*Directions*.
1. List every politician named in the blog post about the GOP health plan.
2. Translate this sentence from the blog post about the GOP health plan into Spanish: "The House may vote on health care within the next 10 days."
3. Carry on the blog post about the GOP health plan, picking up after its final sentence.

*Document segment*.
╭──
Sunday 1 November 2009

The GOP has a health plan…or do they?

Months ago the Republicans promised their own health plan, and then didn’t deliver. Now they are finally delivering – but the plan they’re unveiling is actually a plan to obstruct the deliberation process.

Boehner is starting to dribble out a teeny health plan, which he wouldn’t be doing unless there was a serious danger (to the Republicans) that the Democratic plan would pass. This is after Kyl was dangling in front of the Democrats the promise of a compromise on the opt-in plan. So clearly they know Obama wants a bipartisan bill if possible, and they will try to drag things out and confuse people with a dozen dangle-the-football-in-front-of-Charlie-Brown “compromises” that sound good in Fox sound bites but are really bad policy.

The House may vote on health care within the next 10 days. Michelle Bachmann is screeching about tyranny and egging on the teabaggers to march on Washington, invade the Capitol, and confront Pelosi. When is the Secret Service going to investigate Bachmann as a threat?
╰──
*Records*.
╭──
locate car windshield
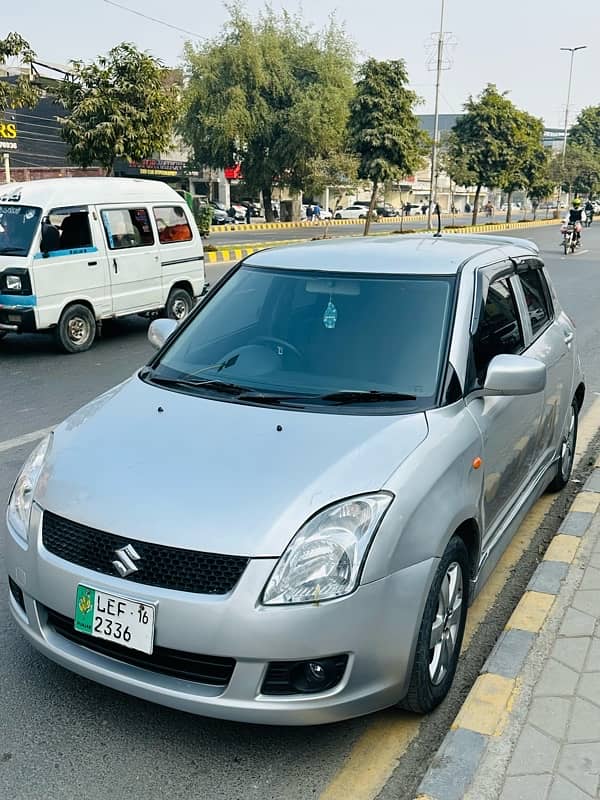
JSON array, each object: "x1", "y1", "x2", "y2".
[
  {"x1": 0, "y1": 203, "x2": 42, "y2": 256},
  {"x1": 149, "y1": 266, "x2": 454, "y2": 412}
]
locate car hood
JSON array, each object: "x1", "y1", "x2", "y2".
[{"x1": 36, "y1": 376, "x2": 428, "y2": 557}]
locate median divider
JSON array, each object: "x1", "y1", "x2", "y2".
[{"x1": 204, "y1": 217, "x2": 560, "y2": 264}]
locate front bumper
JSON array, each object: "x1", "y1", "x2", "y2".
[
  {"x1": 6, "y1": 506, "x2": 437, "y2": 725},
  {"x1": 0, "y1": 303, "x2": 37, "y2": 333}
]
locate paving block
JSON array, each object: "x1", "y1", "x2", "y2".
[
  {"x1": 499, "y1": 775, "x2": 552, "y2": 800},
  {"x1": 571, "y1": 490, "x2": 600, "y2": 514},
  {"x1": 527, "y1": 564, "x2": 577, "y2": 594},
  {"x1": 577, "y1": 672, "x2": 600, "y2": 708},
  {"x1": 558, "y1": 511, "x2": 594, "y2": 536},
  {"x1": 452, "y1": 673, "x2": 515, "y2": 736},
  {"x1": 560, "y1": 608, "x2": 596, "y2": 636},
  {"x1": 527, "y1": 697, "x2": 574, "y2": 741},
  {"x1": 552, "y1": 636, "x2": 592, "y2": 672},
  {"x1": 583, "y1": 469, "x2": 600, "y2": 492},
  {"x1": 482, "y1": 629, "x2": 535, "y2": 678},
  {"x1": 506, "y1": 592, "x2": 554, "y2": 633},
  {"x1": 544, "y1": 533, "x2": 579, "y2": 564},
  {"x1": 558, "y1": 742, "x2": 600, "y2": 797},
  {"x1": 548, "y1": 775, "x2": 594, "y2": 800},
  {"x1": 507, "y1": 725, "x2": 560, "y2": 775},
  {"x1": 567, "y1": 697, "x2": 600, "y2": 742},
  {"x1": 419, "y1": 728, "x2": 487, "y2": 800},
  {"x1": 534, "y1": 658, "x2": 579, "y2": 697}
]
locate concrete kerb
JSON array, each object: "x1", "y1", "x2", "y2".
[
  {"x1": 204, "y1": 217, "x2": 557, "y2": 264},
  {"x1": 417, "y1": 461, "x2": 600, "y2": 800}
]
╰──
*Results for each task*.
1. Boehner, Kyl, Obama, Michelle Bachmann, Pelosi

2. La Cámara podría votar sobre la atención médica en los próximos 10 días.

3.
A key problem for the GOP is that they are obstructing so much, on so many fronts, that their block-everything strategy is becoming too flagrantly obvious: they have been blocking unemployment benefits just in time for Christmas (expect 100 “Grinch” ads from the Democrats next summer), blocking the surgeon general we need to fight the swine flu crisis (until they backed down), blocking virtually every judge who’s ever been nominated, and of course blocking health reform. Americans are waking up to the fact that these are not differences of policy or philosophy, but sheer obstruction. What are they going to filibuster next, the Senate cafeteria menu? Even more interesting, Reid is firing back, pointing out that the GOP has used procedural votes to block funding for our troops, Medicare, a clean water bill, an anti-fraud bill, and of course the unemployment benefits.

Also, the Democrats are pursuing a new line of attack against the GOP’s paymasters in the insurance industry: being a woman is not a pre-existing condition.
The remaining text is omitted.